* [The data]
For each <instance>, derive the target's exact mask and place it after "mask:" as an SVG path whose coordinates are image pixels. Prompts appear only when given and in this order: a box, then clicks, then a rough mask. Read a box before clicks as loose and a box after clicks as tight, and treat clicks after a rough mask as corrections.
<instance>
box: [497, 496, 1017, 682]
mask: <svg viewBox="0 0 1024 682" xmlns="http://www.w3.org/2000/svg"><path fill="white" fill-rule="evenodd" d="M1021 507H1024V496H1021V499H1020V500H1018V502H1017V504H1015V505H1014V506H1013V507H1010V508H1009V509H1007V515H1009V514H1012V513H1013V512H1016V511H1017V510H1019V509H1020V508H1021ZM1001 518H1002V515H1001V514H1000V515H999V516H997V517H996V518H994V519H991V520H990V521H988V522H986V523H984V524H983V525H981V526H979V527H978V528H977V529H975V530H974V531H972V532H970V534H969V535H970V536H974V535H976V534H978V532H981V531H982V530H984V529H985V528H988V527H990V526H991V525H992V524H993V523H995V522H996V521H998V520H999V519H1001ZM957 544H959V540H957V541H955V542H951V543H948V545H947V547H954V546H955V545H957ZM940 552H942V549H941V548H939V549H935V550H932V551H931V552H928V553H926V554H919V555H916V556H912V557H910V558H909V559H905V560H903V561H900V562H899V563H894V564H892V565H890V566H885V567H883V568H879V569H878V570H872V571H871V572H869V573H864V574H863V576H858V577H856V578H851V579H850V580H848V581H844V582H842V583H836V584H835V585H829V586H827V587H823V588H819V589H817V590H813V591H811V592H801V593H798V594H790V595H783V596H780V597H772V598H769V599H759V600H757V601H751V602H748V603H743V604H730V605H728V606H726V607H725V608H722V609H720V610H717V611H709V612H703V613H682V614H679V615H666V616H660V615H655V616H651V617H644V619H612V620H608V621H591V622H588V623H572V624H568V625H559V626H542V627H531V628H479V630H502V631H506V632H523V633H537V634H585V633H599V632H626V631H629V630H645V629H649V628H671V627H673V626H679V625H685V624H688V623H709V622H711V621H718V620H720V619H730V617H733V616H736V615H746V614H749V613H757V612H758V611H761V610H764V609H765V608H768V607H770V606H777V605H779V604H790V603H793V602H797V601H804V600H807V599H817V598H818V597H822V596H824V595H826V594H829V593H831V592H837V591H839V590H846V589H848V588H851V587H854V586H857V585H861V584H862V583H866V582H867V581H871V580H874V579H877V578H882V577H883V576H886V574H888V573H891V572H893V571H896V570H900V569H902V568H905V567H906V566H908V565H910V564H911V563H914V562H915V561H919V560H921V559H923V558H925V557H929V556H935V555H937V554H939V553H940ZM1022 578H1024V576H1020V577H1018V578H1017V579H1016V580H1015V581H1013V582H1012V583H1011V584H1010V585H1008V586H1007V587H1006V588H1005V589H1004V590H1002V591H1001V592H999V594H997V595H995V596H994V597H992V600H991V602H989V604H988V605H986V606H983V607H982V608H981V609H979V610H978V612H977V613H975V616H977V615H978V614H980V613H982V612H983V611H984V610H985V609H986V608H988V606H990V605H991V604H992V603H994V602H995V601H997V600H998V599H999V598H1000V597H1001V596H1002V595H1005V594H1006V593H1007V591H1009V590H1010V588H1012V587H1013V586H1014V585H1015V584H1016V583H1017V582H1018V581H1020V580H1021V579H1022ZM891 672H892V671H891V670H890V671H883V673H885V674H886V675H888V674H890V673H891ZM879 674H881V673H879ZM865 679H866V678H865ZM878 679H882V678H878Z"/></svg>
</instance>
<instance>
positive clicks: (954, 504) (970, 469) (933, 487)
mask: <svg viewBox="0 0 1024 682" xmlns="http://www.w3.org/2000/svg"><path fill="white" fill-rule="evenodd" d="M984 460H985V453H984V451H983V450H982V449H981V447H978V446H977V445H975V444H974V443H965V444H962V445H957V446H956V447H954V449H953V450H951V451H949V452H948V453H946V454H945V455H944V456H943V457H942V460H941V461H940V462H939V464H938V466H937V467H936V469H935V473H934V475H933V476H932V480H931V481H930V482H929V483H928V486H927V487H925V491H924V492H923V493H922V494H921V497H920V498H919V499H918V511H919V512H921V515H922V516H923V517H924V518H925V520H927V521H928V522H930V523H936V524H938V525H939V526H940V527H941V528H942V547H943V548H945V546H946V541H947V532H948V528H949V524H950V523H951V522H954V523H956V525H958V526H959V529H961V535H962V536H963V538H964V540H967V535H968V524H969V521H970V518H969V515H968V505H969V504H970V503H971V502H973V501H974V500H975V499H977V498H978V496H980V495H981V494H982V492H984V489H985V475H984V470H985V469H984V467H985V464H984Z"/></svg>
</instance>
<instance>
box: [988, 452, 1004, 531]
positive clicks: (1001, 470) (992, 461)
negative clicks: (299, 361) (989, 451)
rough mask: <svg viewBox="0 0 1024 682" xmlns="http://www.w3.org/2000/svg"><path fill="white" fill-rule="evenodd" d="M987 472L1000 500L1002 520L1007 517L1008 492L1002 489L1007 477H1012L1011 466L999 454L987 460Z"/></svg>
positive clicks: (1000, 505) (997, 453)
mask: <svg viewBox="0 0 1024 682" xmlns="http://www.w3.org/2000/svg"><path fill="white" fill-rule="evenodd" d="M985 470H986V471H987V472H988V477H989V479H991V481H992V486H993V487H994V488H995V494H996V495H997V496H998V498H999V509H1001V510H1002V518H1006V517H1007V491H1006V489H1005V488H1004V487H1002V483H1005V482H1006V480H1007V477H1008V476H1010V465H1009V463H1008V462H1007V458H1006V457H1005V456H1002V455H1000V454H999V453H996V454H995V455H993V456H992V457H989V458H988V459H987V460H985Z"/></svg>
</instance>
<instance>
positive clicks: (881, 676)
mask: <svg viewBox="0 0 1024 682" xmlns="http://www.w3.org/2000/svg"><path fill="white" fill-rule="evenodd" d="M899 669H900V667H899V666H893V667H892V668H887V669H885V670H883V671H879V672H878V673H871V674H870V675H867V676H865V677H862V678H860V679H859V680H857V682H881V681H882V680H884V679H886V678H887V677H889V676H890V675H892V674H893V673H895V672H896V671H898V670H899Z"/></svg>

* [Task directions] Your answer should consist of the count of lines in the listing that hold the word "rough", with nothing else.

* [Answer to this problem] 2